* _Problem 1_
Count the lines in the listing below that contain the string "positive", and reply with that number alone.

[Text under study — start]

# 100 Favorites: # 48



## JACE (Jul 18, 2014)

*Mahler: Symphony No. 1
Jascha Horenstein, London Symphony Orchestra (Unicorn-Kanchana)*










I'm a great admirer of Rafael Kubelik's Mahler cycle on DG with the Bavarian Radio SO. His recording of Mahler's First is frequently recommended as a top choice by critics -- but my favorite version of the First Symphony is Horenstein's with the LSO. Whereas Kubelik's reading of the First emphasizes the child-like, _Wunderhorn_ elements in the music, Horenstein's interpretation is much harder charging, full of Beethovenian intensity and grim foreboding. Horenstein doesn't short-change the lyrical aspects of the music, but even these passages feel more impassioned and vehement compared to other recordings. As a result, the First comes off as a mature, more fully-realized work. In Horenstein's hands, the ambivalence and tragedy that characterize Mahler's middle-period symphonies are already present as foreboding intimations in the First, so the linkages between Mahler's _Wunderhorn_-period and his middle- and late-period works are much more obvious.

Unfortunately, this recording is no longer available, and it's commanding high prices on the used market. Regis, Brilliant Classics, and other labels have licensed other Unicorn-Kanchana recordings since the label's demise. Hopefully, someone will reissue Horenstein's LSO M1 soon. It's essential listening for anyone interested in Mahler's music.


----------

[Text under study — finish]
[The data — start]

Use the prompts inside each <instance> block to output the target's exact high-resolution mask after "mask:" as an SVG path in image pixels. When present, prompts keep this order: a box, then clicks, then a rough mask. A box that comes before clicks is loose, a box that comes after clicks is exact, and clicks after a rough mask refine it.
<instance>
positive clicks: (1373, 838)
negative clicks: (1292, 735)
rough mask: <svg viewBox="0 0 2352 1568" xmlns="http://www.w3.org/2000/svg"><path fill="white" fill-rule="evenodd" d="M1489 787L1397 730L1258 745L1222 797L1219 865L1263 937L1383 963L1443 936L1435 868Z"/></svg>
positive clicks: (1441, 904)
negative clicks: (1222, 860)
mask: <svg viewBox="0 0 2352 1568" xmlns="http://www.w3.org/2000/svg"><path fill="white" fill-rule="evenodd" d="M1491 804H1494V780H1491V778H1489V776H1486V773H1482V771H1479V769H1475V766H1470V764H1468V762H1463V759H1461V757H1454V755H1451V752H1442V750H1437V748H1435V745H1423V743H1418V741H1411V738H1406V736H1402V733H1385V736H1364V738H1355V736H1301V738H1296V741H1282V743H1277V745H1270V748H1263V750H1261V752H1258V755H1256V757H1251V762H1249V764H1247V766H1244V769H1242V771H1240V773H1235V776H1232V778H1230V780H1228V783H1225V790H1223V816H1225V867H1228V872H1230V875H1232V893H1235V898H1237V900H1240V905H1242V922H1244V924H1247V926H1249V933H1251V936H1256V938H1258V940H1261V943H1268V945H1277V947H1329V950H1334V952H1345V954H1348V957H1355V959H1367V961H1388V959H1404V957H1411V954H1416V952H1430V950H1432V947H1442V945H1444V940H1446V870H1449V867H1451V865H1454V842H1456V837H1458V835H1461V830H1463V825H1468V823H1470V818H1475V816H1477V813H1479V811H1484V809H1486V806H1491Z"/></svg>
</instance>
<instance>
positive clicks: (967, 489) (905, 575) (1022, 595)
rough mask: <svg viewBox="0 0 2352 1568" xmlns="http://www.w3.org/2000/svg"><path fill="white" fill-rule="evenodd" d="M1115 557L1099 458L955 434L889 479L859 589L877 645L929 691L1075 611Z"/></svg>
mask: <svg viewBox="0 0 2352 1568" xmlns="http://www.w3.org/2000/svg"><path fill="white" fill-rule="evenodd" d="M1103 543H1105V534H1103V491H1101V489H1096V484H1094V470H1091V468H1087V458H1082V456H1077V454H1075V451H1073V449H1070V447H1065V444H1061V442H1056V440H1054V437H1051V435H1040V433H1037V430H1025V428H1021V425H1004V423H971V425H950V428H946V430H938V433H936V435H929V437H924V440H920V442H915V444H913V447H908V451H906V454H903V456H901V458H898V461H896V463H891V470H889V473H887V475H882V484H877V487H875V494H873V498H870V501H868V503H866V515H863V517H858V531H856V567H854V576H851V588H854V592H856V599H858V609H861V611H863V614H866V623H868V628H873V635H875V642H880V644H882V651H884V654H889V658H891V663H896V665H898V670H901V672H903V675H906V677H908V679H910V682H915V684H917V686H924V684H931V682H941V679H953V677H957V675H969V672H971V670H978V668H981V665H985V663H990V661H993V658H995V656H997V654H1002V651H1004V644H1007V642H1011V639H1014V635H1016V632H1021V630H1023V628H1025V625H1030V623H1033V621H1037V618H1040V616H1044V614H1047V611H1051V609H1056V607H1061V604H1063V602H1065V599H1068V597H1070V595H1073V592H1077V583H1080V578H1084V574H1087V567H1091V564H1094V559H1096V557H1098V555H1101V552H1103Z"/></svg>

[The data — finish]

* _Problem 2_
Translate this sentence from the post on Horenstein's Mahler recording into Spanish: "It's essential listening for anyone interested in Mahler's music."

* _Exercise response 1_
3

* _Exercise response 2_
Es una escucha esencial para cualquier persona interesada en la música de Mahler.